◆ **LES CONSIGNES**
A. Les affirmations suivantes concordent-elles avec l'extrait sur le décès de Li Keqiang : (i) il avait 70 ans à sa mort ; (ii) sa nécrologie a été publiée par l'agence Xinhua ; (iii) sa mort fait suite à des disparitions de hauts fonctionnaires ? Répondez à chacune par oui ou par non, avec les mots décisifs de l'extrait cités tels quels.
B. Dans l'extrait sur le décès de Li Keqiang, que trouve-t-on en réponse aux questions suivantes ?
(i) Quelle place Li Keqiang occupait-il autrefois au sein du gouvernement chinois ?
(ii) Où se trouvait-il le 26 octobre ?
(iii) Selon les analystes, sur quoi sa mort renforce-t-elle les spéculations ?
C. Pouvez-vous poursuivre l'extrait sur le décès de Li Keqiang au-delà de sa dernière phrase ?

◆ **EXTRAIT DE PAGE**

Le décès soudain de l’ancien premier ministre chinois pourrait aggraver les troubles potentiels au sein des hautes sphères de la direction du Parti communiste chinois (PCC), estiment des chercheurs et des analystes.
Li Keqiang, autrefois numéro 2 du gouvernement chinois, a été victime d’une « crise cardiaque brutale » le 26 octobre, alors qu’il était en visite à Shanghai, selon une nécrologie publiée par l’agence de presse officielle Xinhua. Après « l’échec de toutes les mesures prises pour le sauver », il est décédé tôt le 27 octobre. Il avait 68 ans.
La mort de M. Li fait suite à plusieurs disparitions et remplacements mystérieux de hauts fonctionnaires du régime, renforçant ainsi les spéculations sur les luttes intestines au sein de l’élite dirigeante du parti, estiment les analystes.

◆ **MATÉRIEL**
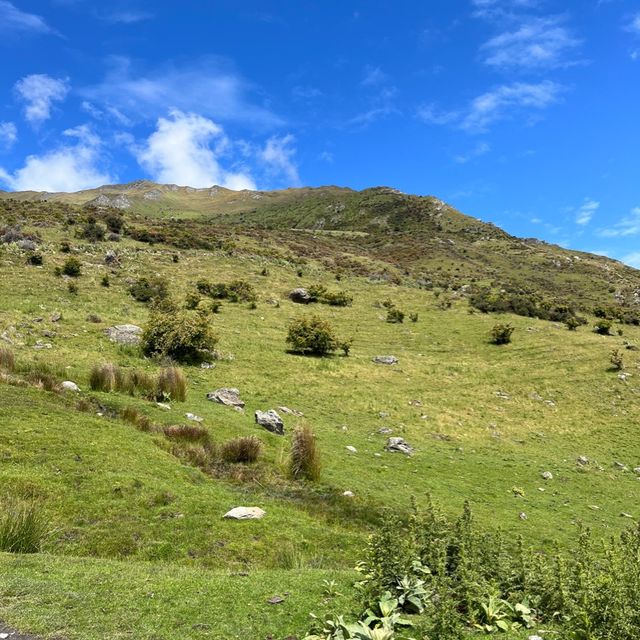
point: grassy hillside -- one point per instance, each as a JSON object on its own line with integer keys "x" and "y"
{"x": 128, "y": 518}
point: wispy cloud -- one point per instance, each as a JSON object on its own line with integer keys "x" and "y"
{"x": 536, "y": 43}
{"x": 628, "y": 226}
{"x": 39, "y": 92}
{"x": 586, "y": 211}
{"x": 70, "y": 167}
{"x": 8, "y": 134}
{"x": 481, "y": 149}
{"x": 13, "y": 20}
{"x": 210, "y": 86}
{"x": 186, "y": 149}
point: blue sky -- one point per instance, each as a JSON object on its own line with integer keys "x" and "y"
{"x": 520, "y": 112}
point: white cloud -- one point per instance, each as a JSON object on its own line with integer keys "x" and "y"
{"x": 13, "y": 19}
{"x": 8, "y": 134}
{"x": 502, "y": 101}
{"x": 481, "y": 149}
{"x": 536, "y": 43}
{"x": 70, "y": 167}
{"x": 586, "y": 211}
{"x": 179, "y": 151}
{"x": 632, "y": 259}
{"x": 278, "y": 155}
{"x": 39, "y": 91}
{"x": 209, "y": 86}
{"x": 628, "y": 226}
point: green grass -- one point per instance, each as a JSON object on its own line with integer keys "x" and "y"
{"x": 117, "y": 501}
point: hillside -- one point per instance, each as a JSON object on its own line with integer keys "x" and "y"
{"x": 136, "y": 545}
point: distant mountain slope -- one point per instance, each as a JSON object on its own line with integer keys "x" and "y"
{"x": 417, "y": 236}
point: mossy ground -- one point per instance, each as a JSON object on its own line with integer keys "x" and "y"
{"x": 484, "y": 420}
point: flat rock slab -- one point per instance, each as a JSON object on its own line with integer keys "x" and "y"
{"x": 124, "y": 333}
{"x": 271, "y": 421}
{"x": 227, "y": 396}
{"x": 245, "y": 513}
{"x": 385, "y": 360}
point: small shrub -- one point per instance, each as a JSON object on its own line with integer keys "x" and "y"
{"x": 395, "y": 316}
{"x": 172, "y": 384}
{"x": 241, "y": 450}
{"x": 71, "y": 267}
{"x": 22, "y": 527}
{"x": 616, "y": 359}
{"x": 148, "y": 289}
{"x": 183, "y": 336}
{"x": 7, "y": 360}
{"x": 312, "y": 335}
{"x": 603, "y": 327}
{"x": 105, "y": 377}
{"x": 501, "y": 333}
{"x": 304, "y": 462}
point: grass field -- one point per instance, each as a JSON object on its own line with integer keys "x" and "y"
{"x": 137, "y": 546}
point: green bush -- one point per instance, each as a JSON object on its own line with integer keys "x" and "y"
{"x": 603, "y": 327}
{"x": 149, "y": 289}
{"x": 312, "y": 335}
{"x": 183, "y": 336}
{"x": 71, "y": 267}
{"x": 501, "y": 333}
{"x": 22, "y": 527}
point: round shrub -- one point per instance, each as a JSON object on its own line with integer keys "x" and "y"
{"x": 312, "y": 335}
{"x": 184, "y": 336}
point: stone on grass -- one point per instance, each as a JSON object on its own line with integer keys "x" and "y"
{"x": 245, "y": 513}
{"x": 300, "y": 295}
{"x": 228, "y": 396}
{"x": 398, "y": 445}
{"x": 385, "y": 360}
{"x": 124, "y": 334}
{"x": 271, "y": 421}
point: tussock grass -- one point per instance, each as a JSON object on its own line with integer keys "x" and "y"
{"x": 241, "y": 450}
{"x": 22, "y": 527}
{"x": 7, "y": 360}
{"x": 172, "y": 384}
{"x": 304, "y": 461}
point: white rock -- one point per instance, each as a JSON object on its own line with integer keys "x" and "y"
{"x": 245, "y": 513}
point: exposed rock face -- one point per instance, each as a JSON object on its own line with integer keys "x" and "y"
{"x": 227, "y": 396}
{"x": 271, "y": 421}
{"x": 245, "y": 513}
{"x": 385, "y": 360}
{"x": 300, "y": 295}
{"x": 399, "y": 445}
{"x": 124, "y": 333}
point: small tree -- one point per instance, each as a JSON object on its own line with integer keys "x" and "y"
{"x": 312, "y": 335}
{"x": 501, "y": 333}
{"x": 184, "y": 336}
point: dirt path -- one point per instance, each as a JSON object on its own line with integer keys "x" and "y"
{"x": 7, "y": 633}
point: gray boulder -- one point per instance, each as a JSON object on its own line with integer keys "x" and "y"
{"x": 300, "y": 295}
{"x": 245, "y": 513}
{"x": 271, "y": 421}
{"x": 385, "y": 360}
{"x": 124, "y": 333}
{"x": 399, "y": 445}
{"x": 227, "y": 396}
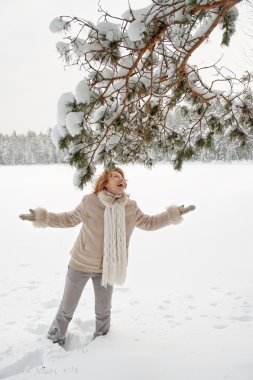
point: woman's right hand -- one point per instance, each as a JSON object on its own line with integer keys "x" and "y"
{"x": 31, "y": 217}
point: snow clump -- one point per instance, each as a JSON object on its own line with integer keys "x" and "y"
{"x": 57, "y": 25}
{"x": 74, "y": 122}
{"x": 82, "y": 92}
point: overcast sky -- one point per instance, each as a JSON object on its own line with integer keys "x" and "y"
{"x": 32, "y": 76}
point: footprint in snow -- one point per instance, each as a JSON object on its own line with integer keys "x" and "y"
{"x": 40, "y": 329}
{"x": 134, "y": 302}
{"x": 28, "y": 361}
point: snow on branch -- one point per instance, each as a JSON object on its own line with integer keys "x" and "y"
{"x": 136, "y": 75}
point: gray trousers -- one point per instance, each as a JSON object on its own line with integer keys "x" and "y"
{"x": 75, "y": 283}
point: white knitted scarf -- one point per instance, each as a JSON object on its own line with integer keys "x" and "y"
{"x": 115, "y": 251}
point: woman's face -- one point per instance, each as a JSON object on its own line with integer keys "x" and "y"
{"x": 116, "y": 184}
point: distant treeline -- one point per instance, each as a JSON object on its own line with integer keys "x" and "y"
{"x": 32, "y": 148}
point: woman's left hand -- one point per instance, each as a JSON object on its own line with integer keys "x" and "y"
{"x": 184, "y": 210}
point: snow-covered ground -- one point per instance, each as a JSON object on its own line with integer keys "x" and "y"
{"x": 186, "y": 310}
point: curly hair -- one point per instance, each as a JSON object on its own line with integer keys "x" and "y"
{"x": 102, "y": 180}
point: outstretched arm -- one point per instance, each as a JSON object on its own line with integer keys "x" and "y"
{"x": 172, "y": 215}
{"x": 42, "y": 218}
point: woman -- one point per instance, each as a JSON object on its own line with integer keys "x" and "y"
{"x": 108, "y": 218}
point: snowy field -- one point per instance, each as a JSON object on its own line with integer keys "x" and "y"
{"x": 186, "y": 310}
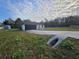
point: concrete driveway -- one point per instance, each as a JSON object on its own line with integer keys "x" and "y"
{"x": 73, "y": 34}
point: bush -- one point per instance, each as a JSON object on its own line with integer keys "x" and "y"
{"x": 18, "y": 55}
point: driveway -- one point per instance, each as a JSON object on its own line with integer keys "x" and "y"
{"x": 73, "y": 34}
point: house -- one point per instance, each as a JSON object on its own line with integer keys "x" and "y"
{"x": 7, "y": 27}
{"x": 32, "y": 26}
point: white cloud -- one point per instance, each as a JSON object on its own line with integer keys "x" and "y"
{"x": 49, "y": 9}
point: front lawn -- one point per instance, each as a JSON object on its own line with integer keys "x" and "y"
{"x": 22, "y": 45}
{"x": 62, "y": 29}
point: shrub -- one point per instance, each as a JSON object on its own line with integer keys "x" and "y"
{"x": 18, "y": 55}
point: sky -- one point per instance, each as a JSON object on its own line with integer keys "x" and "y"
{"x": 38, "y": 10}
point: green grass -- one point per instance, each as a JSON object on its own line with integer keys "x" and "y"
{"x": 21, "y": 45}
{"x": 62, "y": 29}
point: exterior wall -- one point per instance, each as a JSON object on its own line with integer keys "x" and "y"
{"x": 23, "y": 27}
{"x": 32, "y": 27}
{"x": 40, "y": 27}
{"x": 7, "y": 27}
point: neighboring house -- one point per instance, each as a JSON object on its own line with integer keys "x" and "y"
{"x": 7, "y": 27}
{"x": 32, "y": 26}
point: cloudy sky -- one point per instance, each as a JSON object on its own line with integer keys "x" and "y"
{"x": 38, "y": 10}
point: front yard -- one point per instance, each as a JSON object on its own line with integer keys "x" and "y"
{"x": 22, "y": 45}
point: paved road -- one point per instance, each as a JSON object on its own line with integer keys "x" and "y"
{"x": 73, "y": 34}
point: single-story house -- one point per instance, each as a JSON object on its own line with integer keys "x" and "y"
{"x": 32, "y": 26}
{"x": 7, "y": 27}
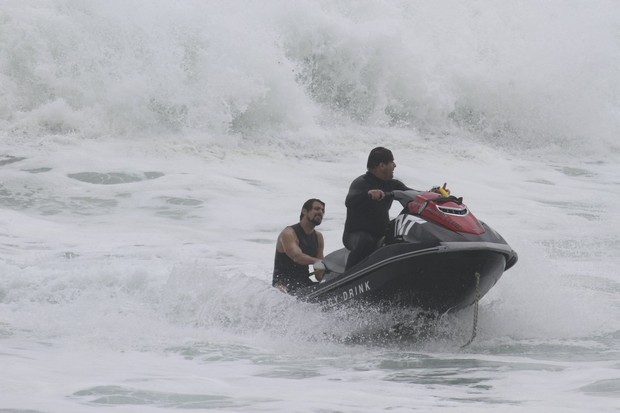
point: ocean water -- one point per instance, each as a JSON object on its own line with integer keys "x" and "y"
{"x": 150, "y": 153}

◆ **RÉPONSES**
A.
(i) Non : « Il avait 68 ans. »
(ii) Oui : « selon une nécrologie publiée par l’agence de presse officielle Xinhua »
(iii) Oui : « La mort de M. Li fait suite à plusieurs disparitions et remplacements mystérieux de hauts fonctionnaires du régime »

B.
(i) Il était le numéro 2 du gouvernement chinois.
(ii) Il était en visite à Shanghai.
(iii) Sur les luttes intestines au sein de l’élite dirigeante du parti.

C.
Un premier ministre mis à l’écart par Xi
Le moment de la mort de l’ancien premier ministre semble « anormal », a noté Wu Zuolai, spécialiste de l’histoire de la Chine et commentateur politique vivant en Californie, en précisant que de nombreuses personnes pourraient établir un lien entre ce décès et la lutte politique engagée au sein de l’équipe dirigeante du PCC.
L’ancien premier ministre chinois n’avait que 68 ans, ce qui est « relativement jeune » par rapport à l’âge des autres personnalités influentes du Parti, a expliqué M. Wu à Epoch Times. Le prédécesseur de M. Li, Wen Jiabao, est âgé de 81 ans, et Zhu Rongji, également ancien premier ministre, a 95 ans.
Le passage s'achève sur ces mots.